GIVEN PASSAGE
The story hit me hard. I had never met Paul Coakley. But I knew quite a few people who were close to him in college and stayed in touch into our adult years. The story was tragic and touching and I wrote about it.

A random Google search yesterday led one of Paul’s friends to that post. They shared it on social media and now several hundred people have read it, and many of them shared it some more.

Because that happened, more people I know in real life discovered this blog. The world closes in on me every time that happens. More people to judge the adult version of me. A version of me so different from the one they might remember when I was young, confident, always positive and optimistic, strong, brave, and afraid of little.

Now, they’ll find someone else.

A divorced single father who hasn’t lived up to his own expectations. A guy who failed to achieve professionally, socially and spiritually, the life I’d always envisioned.

I’ve been writing here for two years now. I’ve grown accustomed to many people reading the things I write.

But it feels so different when it’s someone you know. People you respect deeply and maybe wish didn’t know about all your skeletons. The skeletons on display here. I used to joke a lot about my mother and grandmother finding this place and freaking out. That will probably happen one day.

REQUESTS
1 – Answer these questions about the blog passage:
(a) How long has the writer been writing on the blog?
(b) What led one of Paul's friends to the post?
(c) Which two relatives did the writer used to joke about finding the blog?
2 – Carry on the blog passage about people the writer knows discovering the blog, picking up after its final sentence.

Records from a data source
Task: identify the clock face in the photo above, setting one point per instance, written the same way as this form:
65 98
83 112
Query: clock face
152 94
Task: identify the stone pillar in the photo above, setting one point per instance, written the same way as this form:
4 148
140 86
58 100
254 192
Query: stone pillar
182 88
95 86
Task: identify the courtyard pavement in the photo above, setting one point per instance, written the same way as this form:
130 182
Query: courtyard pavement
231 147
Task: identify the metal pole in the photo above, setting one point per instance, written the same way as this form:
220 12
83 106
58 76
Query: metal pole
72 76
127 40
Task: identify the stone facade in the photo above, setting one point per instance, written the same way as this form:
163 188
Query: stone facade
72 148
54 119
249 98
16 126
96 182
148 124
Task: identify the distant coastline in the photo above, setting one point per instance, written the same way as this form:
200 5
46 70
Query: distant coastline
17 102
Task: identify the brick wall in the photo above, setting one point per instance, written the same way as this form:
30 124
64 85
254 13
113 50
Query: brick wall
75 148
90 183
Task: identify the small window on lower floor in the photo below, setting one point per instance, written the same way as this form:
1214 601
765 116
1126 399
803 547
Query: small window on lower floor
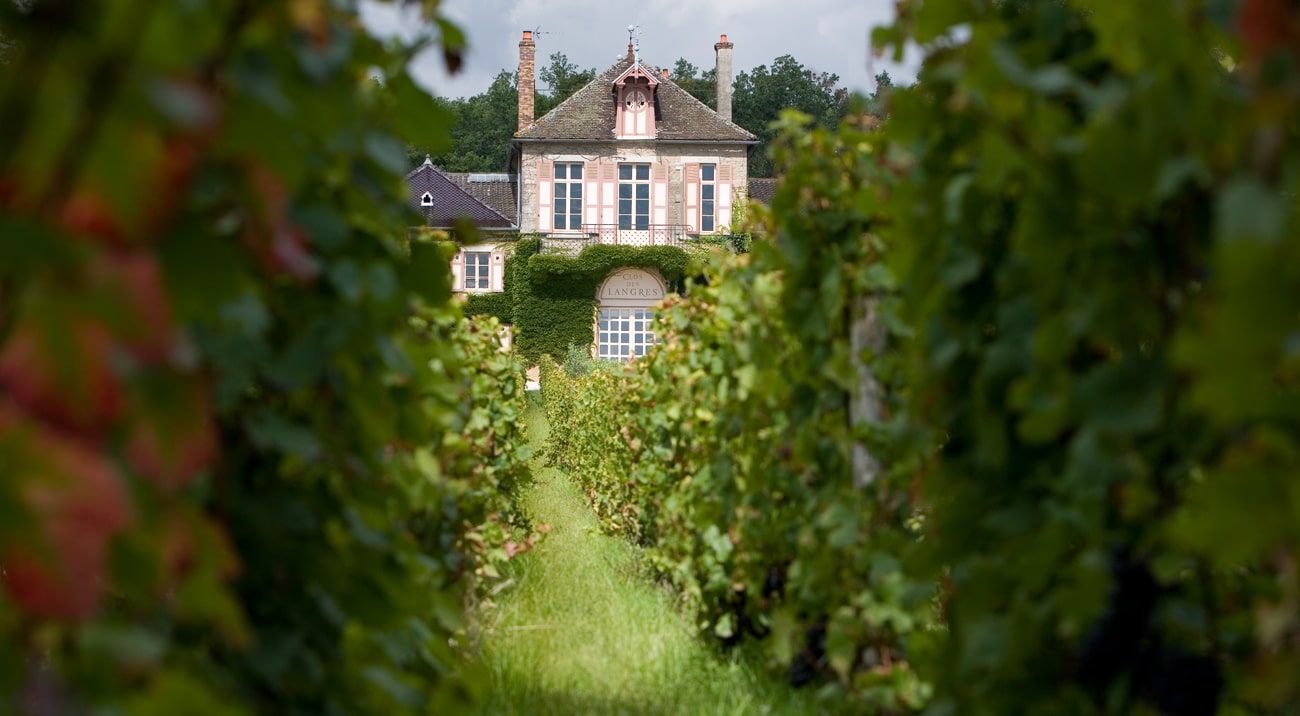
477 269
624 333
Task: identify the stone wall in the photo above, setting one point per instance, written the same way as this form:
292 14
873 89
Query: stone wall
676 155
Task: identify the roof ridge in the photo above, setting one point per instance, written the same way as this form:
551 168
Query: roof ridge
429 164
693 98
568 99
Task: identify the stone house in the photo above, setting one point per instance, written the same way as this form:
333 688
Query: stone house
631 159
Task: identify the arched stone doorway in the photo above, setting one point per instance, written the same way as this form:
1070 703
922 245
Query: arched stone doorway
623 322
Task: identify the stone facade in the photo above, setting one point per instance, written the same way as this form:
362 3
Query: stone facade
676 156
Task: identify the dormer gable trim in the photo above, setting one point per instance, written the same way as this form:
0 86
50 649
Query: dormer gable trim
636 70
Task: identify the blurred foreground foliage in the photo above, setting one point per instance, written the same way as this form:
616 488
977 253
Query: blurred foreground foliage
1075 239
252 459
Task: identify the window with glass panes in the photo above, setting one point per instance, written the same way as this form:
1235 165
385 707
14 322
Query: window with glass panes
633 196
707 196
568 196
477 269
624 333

* * *

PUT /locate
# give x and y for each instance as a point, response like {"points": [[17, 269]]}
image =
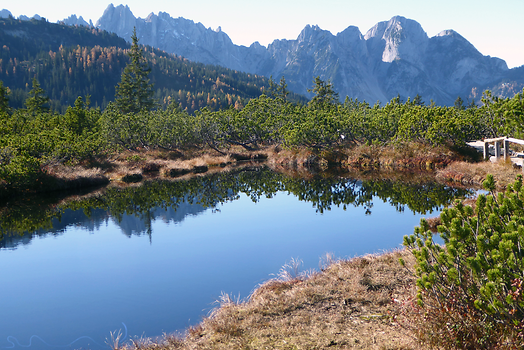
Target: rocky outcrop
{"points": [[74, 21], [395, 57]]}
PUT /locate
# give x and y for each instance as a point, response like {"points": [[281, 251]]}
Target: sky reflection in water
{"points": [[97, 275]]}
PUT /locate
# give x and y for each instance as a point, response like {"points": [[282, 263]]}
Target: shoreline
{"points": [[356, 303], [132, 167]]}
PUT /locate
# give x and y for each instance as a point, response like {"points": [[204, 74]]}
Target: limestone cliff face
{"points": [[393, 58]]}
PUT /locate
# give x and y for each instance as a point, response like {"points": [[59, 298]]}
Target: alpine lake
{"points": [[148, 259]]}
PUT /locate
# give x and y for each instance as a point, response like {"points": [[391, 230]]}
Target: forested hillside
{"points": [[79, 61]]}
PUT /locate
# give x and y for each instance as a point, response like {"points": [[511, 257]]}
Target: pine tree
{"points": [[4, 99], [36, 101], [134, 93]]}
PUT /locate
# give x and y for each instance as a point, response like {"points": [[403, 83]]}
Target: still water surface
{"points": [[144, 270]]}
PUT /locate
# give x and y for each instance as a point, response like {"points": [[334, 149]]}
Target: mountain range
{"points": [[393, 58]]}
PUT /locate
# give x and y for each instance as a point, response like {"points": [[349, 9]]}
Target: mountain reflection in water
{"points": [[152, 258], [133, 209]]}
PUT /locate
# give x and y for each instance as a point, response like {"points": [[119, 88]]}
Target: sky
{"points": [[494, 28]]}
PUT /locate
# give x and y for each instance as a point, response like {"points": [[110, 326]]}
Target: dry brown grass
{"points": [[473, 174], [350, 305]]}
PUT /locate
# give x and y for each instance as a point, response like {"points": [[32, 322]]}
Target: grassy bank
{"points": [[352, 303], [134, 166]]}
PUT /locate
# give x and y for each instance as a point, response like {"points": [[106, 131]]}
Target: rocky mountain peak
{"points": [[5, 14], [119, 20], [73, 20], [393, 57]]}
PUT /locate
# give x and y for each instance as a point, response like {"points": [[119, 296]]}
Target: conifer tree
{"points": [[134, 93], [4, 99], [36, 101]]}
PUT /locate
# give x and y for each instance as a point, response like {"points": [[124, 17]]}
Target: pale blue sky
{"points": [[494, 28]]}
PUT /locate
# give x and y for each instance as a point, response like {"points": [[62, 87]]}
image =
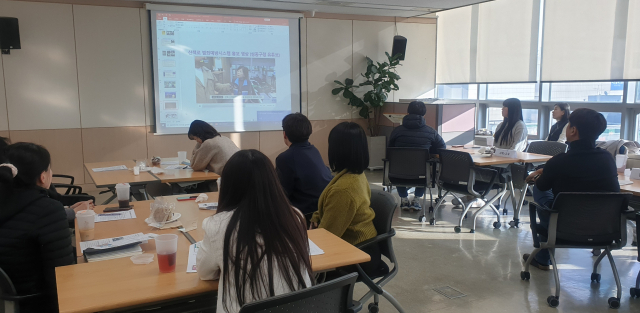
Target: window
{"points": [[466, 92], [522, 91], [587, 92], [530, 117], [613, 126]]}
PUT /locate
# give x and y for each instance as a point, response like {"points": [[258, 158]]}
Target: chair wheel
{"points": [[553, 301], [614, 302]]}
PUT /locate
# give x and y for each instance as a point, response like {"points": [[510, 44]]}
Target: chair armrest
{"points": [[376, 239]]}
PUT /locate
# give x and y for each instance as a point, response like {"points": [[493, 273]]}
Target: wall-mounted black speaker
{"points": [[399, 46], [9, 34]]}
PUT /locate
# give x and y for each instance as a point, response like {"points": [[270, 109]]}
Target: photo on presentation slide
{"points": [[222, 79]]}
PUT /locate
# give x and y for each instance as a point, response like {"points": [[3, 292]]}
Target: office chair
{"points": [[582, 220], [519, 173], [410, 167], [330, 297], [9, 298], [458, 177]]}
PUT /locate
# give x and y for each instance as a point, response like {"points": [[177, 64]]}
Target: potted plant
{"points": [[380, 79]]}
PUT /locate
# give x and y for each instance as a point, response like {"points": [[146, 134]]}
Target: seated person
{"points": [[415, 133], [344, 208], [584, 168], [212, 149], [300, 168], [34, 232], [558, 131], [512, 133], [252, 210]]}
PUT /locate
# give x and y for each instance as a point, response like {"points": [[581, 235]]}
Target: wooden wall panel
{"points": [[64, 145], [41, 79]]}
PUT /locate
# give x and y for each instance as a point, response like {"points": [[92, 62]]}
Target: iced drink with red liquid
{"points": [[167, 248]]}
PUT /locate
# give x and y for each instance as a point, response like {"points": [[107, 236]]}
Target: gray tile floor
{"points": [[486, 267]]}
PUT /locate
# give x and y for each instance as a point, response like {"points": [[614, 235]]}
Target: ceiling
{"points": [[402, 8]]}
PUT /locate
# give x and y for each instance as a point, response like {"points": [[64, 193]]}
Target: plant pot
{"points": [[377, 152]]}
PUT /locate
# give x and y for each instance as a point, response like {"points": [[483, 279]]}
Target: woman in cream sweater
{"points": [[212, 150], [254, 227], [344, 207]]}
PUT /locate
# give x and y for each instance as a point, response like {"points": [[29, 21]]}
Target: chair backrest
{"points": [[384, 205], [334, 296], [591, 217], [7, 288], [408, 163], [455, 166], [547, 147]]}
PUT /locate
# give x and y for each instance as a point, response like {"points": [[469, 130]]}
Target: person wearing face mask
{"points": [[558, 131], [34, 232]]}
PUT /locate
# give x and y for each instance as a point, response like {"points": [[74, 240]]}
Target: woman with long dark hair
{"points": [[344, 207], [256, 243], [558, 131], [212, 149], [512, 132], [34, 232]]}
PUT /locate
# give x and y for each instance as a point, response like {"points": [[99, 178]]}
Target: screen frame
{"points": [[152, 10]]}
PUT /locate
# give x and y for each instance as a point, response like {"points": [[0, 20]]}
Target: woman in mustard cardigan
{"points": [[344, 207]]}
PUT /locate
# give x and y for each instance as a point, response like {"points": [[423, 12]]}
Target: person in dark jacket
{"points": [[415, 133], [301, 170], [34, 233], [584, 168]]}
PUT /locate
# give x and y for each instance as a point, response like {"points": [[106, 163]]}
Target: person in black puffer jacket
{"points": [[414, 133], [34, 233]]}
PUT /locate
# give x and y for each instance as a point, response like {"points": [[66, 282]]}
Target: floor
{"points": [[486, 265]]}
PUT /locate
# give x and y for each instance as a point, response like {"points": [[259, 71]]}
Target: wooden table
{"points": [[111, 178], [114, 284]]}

--

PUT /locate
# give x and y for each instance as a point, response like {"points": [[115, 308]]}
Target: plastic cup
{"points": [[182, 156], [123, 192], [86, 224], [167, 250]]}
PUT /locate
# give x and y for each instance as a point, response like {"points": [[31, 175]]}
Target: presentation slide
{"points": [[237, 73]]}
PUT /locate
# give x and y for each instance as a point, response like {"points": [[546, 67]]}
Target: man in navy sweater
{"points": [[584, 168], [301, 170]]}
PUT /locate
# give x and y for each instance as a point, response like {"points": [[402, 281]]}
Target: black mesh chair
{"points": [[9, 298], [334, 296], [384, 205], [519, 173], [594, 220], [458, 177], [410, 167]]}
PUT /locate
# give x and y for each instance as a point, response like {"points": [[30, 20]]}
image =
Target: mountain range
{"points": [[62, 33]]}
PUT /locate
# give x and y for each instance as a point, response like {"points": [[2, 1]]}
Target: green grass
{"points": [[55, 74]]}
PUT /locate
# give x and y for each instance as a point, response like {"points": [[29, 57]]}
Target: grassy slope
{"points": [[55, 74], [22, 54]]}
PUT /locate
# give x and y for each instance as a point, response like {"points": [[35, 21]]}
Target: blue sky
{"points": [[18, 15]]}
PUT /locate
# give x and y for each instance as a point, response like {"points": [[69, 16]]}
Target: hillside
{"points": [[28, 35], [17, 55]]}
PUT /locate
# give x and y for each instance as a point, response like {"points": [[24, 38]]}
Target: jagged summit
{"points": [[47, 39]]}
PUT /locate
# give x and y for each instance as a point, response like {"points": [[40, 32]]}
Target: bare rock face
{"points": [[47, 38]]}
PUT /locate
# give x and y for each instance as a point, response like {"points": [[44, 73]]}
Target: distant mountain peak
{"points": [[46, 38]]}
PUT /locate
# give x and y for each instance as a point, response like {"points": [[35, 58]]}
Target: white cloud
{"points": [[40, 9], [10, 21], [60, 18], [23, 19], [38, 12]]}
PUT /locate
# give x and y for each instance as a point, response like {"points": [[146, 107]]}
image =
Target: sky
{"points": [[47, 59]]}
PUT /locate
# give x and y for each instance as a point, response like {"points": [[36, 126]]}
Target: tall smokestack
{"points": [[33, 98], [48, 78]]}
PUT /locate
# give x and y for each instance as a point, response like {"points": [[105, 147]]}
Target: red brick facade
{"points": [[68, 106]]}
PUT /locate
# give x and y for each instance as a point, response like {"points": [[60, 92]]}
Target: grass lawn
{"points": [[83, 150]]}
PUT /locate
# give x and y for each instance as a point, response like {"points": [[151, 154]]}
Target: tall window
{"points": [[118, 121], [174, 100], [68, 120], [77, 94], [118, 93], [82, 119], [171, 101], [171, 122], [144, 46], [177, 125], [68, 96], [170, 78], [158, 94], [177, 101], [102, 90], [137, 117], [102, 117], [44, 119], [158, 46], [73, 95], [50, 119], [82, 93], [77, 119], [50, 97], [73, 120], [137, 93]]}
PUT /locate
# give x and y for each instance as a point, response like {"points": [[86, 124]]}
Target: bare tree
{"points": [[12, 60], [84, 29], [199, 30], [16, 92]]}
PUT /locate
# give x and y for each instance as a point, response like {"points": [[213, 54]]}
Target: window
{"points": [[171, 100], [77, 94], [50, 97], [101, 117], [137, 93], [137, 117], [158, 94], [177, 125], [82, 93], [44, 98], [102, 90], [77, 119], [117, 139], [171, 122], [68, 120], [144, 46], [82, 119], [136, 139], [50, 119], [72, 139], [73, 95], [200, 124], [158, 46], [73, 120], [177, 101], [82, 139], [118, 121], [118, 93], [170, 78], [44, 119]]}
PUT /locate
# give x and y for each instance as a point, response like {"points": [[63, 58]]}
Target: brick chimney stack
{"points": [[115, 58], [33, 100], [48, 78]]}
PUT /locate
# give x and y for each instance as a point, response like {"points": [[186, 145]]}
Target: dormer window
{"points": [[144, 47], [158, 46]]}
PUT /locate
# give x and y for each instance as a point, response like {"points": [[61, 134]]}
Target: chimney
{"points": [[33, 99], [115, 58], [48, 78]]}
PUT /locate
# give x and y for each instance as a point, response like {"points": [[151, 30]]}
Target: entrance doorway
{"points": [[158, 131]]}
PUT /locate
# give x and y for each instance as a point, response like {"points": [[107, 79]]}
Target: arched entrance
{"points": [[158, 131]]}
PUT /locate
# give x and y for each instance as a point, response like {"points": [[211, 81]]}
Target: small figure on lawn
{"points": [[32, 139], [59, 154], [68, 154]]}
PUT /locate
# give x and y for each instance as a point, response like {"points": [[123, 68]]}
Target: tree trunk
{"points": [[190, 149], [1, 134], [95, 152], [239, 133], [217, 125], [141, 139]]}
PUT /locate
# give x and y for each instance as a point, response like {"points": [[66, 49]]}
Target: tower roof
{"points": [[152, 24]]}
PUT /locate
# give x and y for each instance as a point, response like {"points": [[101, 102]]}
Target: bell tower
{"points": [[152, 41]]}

RESULTS OF THE TASKS
1 –
(a) Two years.
(b) A random Google search.
(c) The writer's mother and grandmother.

2 –
I use my first name and I show my face because I feel like a fraudulent coward if I don’t at least do that.

Someday, I’ll have to own all of it. It still scares me, even though I’m actively trying to care less.

You can’t stay hidden forever.

What I’m Doing Here

Relativism (the reality of things being relative to one another—not the philosophical doctrine) is a funny thing.

Some people have seen and done things many of us can barely fathom. Especially some kid from a quiet little Ohio town, like me. Those people read about me smoking pot and all the keg parties and my bouts with conscience regarding sexual desire as a young kid in church, and probably roll their eyes, because to them—Who cares!?

Others living purer, more disciplined lifestyles might be more offended by my casual references to sex or my somewhat cavalier use of bad words. And I still worry about what other people think of me. It’s a weakness. I’m working on it.

Except, here’s the thing: I KNOW everyone feels most of the same things I feel. Because I’ve been alive 36 years and that’s enough time to figure out a few things.

I wasn’t allowed to watch PG-13 movies when I was 13. I grew up in one of those houses.

So it makes total sense that I wanted to party when I got to college and lived on my own. It’s totally human to want to learn and experience things for oneself.

The sex stuff? Everyone who claims to not understand is a dirty liar. Most people just don’t talk about it.

Everyone has a different definition of good and bad.

Behaviorally, I’ve long been a I’d rather laugh with the sinners than cry with the saints kind-of guy.

Philosophically, I’ve always wanted to be a good person.

The older I get, the less I understand what it means to be a good person.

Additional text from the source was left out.